__HOW TO COMPLETE THIS TASK__
In full and without change, repeat the records shown below.

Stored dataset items
------------------------------------------------

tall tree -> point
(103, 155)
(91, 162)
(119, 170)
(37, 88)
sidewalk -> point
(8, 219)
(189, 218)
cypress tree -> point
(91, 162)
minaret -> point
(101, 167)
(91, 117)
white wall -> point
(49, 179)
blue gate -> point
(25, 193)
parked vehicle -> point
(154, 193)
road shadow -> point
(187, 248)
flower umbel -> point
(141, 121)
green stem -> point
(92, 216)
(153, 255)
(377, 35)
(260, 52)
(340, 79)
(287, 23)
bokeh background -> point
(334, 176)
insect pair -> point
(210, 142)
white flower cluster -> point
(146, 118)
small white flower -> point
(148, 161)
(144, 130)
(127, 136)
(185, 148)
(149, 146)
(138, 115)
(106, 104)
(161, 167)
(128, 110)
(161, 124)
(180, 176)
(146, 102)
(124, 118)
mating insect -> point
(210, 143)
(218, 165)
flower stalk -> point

------------------------------------------------

__RESPONSE AREA__
tall tree -> point
(103, 155)
(91, 162)
(119, 170)
(37, 88)
sidewalk -> point
(8, 219)
(189, 218)
cypress tree -> point
(91, 162)
minaret -> point
(101, 167)
(91, 117)
white wall -> point
(49, 179)
blue gate -> point
(25, 193)
parked vehicle -> point
(154, 193)
road shadow -> point
(187, 248)
flower umbel -> point
(141, 121)
green stem -> point
(92, 216)
(153, 255)
(377, 35)
(260, 52)
(340, 79)
(287, 23)
bokeh background -> point
(334, 176)
insect pair -> point
(210, 142)
white flower cluster -> point
(146, 118)
small white flower -> point
(148, 161)
(144, 130)
(127, 136)
(185, 148)
(149, 146)
(138, 115)
(106, 104)
(161, 167)
(128, 110)
(161, 124)
(180, 176)
(146, 102)
(124, 118)
mating insect -> point
(210, 143)
(218, 165)
flower stalk -> point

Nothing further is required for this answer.